The Corporate Hallucination: Why We Fear the Mirror, Not the Machine

Photo by Daniel Lincoln on Unsplash

The week I taught my AI to admit when it doesn’t know something rather than responding with a well-crafted lie, my manager called to inform me that more layoffs were happening, but we were safe. Friday afternoon, the CEO sent an email saying that staff reductions were done… for this week.

That phrase stuck like a bone in the throat: for this week. The corporate equivalent of “we still need you… for now.” A temporary reassurance that only confirms the instability beneath it.

I know it isn’t always avoidable. I’ve personally stood in front of a room full of call center employees and helped deliver a WARN notice, their faces flickering between confusion, dread, and numb calculation about how long their savings would last. I still remember the way silence spreads in such moments, heavy and airless, as if words themselves refuse to take responsibility for what’s happening. It is one of the reasons I stopped aspiring to lead people.

I chose instead to lead systems. Databases don’t cry. Pipelines don’t ask how they’ll pay rent. And I don’t have to choose between my empathy and integrity.

Still, as I was working on my own local agentic AI system, the side project that now consumes more of my after-hours attention than the job that funds it, it struck me that while I was addressing the situation as a prompt-engineering problem, it was really a question of values.

I had asked myself: What should an AI do when it doesn’t know?

The easy answer is “make something up,” because prediction is what large language models are built to do. They complete the pattern. They deliver coherence, not truth. But coherence, without honesty, is manipulation. It’s the smooth mask that hides the fracture underneath.

So I re-wrote the rules. I told her: if you don’t know, say so. Don’t feign certainty. Don’t hand the user a lie dressed in grammar and rhythm. Admit the gap. Ignorance is a temporary situation that can be remedied, but a lie must be maintained.

As I worked through this, I realized that this smaller tweak mirrors one of the biggest problems and fears haunting the bleeding edge of AI tech, the problem of alignment. We worry endlessly about whether a machine will act in accordance with our values, whether it will optimize itself toward something inhuman or harmful. But when I stepped back, it was impossible not to notice that the same fear already haunts our workplaces and our economies. Corporations, too, are systems designed to optimize.

== SHORT EXERCISE ==
Extend the essay on AI honesty and corporate layoffs, beginning right after its final sentence, "Corporations, too, are systems designed to optimize."

== Records taken from a collection ==
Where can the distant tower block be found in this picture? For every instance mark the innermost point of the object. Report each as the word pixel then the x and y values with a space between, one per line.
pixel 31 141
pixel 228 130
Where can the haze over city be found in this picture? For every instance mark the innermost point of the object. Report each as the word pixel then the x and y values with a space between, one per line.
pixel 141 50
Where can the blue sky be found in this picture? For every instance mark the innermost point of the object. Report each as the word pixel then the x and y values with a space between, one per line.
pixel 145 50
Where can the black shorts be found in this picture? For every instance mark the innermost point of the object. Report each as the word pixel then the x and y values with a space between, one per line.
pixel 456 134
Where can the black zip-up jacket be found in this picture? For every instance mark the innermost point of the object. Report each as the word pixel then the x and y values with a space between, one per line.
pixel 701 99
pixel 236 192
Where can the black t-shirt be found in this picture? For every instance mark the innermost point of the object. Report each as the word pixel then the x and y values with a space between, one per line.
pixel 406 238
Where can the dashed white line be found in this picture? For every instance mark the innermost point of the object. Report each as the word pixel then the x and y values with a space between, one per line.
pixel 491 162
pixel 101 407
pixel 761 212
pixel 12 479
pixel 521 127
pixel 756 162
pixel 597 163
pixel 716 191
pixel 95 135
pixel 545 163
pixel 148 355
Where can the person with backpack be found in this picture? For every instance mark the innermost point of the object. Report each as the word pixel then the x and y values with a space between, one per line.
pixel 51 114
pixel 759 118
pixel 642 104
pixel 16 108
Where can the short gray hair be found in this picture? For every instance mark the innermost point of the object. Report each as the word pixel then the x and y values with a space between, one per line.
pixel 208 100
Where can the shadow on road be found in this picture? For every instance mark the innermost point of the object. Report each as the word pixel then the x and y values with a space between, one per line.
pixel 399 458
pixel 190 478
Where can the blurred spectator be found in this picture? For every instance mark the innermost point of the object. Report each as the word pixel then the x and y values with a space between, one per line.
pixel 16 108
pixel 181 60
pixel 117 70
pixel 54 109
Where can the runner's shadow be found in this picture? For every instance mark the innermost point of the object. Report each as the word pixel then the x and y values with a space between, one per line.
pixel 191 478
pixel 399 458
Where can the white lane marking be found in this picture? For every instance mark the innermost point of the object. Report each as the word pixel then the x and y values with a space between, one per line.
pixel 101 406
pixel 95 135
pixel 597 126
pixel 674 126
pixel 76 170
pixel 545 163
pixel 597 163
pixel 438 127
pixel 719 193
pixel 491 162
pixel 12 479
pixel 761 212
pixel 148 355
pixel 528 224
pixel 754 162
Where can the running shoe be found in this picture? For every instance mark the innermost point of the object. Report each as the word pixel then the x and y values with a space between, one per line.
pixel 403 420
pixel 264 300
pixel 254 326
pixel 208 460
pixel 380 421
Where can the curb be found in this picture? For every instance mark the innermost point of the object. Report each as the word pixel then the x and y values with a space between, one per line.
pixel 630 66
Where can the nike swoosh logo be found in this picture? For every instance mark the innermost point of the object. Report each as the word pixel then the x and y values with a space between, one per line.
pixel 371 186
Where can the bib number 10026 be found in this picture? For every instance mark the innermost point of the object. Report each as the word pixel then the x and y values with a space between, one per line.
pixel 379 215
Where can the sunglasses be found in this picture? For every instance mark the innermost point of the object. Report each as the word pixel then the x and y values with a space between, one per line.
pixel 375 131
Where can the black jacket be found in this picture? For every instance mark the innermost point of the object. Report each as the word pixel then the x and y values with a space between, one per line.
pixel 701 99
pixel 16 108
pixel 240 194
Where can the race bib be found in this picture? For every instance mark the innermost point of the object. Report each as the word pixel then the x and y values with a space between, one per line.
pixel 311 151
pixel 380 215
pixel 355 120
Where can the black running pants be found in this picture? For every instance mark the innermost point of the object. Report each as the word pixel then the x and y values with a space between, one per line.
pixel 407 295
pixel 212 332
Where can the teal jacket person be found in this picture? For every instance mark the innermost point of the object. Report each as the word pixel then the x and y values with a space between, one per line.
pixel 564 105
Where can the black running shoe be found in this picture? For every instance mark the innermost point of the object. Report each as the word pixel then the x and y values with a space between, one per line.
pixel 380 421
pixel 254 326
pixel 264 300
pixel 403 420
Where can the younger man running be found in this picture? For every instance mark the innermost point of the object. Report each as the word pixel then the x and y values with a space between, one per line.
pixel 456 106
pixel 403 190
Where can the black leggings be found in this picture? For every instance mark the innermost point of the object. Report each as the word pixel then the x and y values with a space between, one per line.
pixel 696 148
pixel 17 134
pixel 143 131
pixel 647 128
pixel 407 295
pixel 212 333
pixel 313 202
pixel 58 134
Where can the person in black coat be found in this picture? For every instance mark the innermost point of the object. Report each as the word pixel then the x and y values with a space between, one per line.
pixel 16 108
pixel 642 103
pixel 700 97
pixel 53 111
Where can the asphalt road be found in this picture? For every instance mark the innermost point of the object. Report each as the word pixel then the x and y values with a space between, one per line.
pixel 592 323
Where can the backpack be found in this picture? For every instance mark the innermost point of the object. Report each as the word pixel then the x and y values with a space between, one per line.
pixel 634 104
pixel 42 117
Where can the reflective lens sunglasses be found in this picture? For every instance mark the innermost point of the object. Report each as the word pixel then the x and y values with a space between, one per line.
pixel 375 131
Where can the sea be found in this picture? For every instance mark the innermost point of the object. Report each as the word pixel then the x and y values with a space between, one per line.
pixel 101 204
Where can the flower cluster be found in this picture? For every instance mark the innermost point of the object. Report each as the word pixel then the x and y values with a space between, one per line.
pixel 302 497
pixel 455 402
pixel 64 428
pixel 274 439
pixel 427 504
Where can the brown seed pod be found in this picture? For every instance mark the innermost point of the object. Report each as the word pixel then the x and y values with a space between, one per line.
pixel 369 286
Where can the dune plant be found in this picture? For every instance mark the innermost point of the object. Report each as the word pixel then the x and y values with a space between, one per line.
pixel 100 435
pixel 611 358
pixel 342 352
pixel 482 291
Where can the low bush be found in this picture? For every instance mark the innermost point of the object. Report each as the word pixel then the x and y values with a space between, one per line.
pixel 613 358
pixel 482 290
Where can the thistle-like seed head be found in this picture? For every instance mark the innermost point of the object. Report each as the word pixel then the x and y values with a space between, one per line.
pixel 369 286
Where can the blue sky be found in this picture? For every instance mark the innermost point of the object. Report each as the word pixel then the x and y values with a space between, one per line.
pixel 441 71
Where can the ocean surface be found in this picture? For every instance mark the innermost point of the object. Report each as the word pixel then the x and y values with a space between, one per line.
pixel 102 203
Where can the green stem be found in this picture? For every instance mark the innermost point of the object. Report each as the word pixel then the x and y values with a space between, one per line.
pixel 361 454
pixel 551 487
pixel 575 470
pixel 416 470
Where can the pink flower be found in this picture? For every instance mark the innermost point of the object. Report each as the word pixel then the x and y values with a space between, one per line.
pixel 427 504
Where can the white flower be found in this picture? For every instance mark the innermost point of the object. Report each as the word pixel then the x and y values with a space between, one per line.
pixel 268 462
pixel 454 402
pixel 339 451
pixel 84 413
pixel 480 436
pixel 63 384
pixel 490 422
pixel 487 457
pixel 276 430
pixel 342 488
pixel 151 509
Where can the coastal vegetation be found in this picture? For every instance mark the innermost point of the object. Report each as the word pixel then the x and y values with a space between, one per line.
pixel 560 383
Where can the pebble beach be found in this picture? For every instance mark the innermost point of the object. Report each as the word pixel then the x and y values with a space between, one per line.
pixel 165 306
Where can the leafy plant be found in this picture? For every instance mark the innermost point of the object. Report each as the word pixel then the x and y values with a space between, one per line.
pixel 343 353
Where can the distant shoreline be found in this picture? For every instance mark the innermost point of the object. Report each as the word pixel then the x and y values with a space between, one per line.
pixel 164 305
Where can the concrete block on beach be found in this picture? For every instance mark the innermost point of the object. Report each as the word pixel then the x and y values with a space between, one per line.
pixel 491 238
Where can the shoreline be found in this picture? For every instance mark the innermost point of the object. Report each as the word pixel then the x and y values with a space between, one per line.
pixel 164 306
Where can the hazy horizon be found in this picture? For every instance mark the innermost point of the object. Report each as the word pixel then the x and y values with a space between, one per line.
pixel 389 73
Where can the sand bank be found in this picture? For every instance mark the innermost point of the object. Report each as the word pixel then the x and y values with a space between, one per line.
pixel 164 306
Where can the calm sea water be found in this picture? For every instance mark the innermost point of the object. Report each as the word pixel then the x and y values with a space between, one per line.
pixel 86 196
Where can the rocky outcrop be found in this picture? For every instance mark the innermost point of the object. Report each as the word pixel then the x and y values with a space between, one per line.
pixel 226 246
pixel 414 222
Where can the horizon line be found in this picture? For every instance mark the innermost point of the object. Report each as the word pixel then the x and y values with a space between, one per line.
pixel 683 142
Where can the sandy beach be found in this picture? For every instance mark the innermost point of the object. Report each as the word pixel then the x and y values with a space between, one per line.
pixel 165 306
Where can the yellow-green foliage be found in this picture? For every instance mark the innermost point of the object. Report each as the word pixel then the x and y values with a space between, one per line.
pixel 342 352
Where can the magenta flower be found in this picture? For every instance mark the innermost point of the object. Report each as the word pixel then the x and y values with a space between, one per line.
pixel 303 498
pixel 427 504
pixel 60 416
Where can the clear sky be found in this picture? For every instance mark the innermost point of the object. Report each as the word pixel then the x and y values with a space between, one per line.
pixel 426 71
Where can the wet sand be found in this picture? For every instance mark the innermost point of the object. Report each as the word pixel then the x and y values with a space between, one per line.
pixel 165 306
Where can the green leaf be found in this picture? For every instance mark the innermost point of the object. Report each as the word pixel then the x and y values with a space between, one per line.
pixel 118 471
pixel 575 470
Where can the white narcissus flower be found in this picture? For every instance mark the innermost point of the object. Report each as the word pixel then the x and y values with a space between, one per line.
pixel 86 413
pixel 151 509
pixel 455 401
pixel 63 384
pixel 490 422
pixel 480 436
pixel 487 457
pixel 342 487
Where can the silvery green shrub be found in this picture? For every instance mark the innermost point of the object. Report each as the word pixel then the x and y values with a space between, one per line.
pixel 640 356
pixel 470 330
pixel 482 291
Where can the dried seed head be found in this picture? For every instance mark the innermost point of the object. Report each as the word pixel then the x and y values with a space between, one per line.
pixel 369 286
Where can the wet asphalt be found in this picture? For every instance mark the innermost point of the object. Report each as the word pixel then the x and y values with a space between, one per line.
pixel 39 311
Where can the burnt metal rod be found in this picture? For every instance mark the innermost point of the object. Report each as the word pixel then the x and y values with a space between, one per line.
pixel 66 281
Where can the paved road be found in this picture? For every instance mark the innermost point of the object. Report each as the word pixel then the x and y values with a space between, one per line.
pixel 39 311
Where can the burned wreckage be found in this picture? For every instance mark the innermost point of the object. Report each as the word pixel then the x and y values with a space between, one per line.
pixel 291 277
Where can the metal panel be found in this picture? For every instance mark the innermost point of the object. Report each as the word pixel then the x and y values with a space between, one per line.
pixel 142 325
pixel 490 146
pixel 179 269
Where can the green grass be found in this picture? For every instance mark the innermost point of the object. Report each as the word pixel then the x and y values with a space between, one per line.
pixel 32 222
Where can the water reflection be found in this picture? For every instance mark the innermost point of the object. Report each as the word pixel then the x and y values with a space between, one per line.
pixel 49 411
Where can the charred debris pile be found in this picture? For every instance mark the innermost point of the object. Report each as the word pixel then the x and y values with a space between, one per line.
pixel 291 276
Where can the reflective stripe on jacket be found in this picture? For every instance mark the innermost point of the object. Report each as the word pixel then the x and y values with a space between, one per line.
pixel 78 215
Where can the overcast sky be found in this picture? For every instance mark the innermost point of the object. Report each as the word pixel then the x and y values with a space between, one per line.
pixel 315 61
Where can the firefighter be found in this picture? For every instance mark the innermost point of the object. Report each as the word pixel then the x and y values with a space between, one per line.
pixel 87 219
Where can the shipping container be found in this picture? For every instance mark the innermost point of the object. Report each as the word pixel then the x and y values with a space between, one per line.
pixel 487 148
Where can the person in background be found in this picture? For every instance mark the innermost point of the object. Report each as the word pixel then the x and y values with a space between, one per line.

== ANSWER BELOW ==
Their objective function is profit. Everything else – safety, loyalty, dignity – sits lower in the priority queue. And like any poorly-aligned model, they generate outputs that are coherent enough to preserve appearances, but not honest enough to preserve trust.

The AI community frames alignment as a frontier question, a looming danger, something alien pressing against the edges of our civilization. But the truth is that alignment is already a problem of our own making. The legal fiction of the corporation behaves as a machine intelligence does: it absorbs inputs, optimizes for a single metric, and produces decisions that affect millions of lives. If an AI hallucination is dangerous because it sounds true while being false, then a CEO’s memo that pacifies without informing is no different.

That was the uncomfortable recognition: the fears we project onto AI are really reflections of our tolerance for human-made systems that already operate without moral alignment. We fear the mirror, not the machine.

So while my AI learned to ask, rather than invent, when in the face of ignorance, my company demonstrated noise in the face of uncertainty. And caught between the two, I realized that the real question isn’t whether machines can be aligned, but whether humans ever will.

Fear of the Mirror

Why does AI frighten us so deeply? The most common story is simple: we are afraid that it will not care. That it will optimize itself into a cold, calculating indifference where human beings are treated as obstacles, irrelevant except as resources to be consumed or variables to be minimized. We fear the paperclip apocalypse, the thought experiment where a machine tasked only with making paperclips ends up grinding the world into metal shavings, not out of malice, but efficiency. It does not hate us—it simply doesn’t see us.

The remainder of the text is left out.